▶ _Task goal_:
Reproduce the following lines without any changes, covering every item from first to last.

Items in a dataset
========

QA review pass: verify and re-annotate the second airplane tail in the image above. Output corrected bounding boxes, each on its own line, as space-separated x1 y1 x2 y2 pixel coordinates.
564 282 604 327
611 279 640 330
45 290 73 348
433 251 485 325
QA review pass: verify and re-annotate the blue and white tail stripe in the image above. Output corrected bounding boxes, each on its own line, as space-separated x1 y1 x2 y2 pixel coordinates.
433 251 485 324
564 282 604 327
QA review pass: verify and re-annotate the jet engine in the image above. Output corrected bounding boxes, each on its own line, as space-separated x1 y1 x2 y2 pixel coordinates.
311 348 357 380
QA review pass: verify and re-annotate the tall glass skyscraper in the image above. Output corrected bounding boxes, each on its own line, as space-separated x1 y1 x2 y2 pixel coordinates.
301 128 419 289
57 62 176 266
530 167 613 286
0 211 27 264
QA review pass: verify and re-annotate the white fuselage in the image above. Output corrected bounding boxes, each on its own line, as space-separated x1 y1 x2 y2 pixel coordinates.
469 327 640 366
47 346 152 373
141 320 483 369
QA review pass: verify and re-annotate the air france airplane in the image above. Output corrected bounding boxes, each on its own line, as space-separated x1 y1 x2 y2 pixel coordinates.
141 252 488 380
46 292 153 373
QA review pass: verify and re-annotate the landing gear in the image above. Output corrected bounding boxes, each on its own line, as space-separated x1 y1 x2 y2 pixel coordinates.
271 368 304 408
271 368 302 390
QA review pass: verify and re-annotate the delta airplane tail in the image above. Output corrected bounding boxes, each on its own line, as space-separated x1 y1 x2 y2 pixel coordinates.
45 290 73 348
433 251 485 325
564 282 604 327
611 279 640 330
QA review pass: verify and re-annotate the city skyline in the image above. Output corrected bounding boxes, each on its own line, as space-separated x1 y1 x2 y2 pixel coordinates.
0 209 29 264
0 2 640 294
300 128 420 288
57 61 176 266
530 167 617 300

========

▶ _Finished task_:
QA review pass: verify and re-annotate the second airplane tail in the image above. Output corrected bounding boxes, each on its own line, as space-separated x1 y1 x2 y2 pixel coordinates.
564 282 604 327
611 279 640 330
45 290 73 348
433 251 485 325
QA review pass: verify and re-annotate the blue and white tail stripe in the image above. Output corrected bounding boxes, each on its own line, as space-separated x1 y1 x2 y2 pixel coordinates.
433 251 485 324
564 282 604 327
QA review pass: verify and re-annotate the jet engine in the image above. Output corrected bounding boxes, each on its own line, as space-separated x1 y1 x2 y2 pixel coordinates.
311 348 357 380
QA review pass: verify and re-annotate the tall glass skyscraper in the image above. Output corrected bounding boxes, each on its own line, as space-separated x1 y1 x2 y2 pixel coordinates.
301 128 419 289
57 62 176 266
530 167 613 286
0 211 27 264
QA review pass: verify and re-annotate the white fuselage in the image above. Output corrected bounding boxes, each on its own line, as space-separated x1 y1 x2 y2 pixel coordinates.
469 327 640 366
47 346 152 373
141 320 483 369
QA review pass: verify and re-annotate the air france airplane in the image above. Output corrected bounding boxes, each on its own line, as space-separated x1 y1 x2 y2 pixel coordinates.
141 252 488 380
46 292 153 373
QA review pass: verify and re-annotate the landing gear in the image above. Output corrected bounding boxes, each on its own line, as space-separated x1 y1 x2 y2 pixel coordinates.
271 368 304 408
271 368 302 390
QA review pass: verify and re-annotate the delta airplane tail in the image above. Output corrected bounding boxes, each on its own line, as space-separated x1 y1 x2 y2 pixel coordinates.
45 290 73 348
433 251 485 325
564 282 604 327
611 279 640 330
QA review pass: verify and re-annotate the city skyline in the image above. Output corrected bounding boxes, each on its own line, as space-separated x1 y1 x2 y2 pixel coordinates.
0 209 29 264
0 2 640 294
300 128 420 288
57 61 176 266
530 167 617 300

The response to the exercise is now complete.